» **Exercise data**
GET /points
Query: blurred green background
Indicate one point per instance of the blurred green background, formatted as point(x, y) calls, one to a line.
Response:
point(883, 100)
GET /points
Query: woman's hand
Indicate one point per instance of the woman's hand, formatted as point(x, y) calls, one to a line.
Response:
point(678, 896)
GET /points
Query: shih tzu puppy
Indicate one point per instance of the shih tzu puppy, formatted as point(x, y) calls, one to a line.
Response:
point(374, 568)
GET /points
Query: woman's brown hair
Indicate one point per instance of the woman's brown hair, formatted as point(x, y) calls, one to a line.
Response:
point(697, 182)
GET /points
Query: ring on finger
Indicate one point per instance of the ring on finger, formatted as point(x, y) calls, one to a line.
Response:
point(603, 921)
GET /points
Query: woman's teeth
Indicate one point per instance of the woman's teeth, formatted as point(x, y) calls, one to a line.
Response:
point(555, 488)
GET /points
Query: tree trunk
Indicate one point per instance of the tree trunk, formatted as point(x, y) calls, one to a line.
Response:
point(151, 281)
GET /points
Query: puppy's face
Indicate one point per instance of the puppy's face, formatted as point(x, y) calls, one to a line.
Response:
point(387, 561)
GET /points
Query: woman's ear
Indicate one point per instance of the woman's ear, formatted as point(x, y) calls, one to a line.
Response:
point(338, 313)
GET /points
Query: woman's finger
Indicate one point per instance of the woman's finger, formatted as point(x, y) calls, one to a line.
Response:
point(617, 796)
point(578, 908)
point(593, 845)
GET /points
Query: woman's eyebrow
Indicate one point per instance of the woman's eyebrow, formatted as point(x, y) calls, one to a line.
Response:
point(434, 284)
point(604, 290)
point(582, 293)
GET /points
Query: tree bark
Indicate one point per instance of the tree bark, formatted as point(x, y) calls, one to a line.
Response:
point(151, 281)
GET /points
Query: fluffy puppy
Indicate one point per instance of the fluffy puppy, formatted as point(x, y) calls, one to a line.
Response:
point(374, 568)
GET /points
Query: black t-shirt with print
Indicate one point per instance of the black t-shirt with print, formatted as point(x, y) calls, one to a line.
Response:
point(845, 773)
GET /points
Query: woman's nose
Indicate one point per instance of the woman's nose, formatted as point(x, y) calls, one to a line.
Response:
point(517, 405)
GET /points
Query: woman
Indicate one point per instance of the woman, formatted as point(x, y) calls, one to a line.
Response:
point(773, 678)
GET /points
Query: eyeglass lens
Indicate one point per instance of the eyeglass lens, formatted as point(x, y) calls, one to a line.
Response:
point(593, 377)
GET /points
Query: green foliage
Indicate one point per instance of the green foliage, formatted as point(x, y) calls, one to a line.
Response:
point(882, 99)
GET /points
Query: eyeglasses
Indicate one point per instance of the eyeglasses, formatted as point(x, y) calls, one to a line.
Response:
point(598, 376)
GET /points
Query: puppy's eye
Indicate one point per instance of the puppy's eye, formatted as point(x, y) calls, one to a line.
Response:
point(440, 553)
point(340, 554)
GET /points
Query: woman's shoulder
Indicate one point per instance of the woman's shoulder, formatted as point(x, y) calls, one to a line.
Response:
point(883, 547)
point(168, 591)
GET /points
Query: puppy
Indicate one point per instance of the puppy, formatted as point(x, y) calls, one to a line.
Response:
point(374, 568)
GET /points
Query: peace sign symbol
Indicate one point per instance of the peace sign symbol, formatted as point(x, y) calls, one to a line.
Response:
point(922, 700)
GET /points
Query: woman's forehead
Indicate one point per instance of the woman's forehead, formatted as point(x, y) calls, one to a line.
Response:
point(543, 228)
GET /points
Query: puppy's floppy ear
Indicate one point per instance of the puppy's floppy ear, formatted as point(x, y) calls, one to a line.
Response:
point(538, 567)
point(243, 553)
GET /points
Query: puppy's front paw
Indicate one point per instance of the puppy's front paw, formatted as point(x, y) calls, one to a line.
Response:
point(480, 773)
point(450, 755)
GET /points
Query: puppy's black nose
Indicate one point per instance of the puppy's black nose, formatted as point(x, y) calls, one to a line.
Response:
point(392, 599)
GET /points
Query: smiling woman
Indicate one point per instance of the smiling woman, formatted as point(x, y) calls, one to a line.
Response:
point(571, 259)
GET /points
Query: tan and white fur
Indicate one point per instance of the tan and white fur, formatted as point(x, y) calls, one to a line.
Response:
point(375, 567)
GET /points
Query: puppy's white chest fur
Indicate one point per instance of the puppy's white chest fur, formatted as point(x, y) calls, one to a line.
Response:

» **Work to complete**
Copy everything from the start of the items down to the line containing "point(883, 100)", including that line.

» **The result**
GET /points
Query: blurred green background
Indicate one point per instance of the blurred green background, formatted as point(x, y) calls, one to a line.
Response:
point(883, 100)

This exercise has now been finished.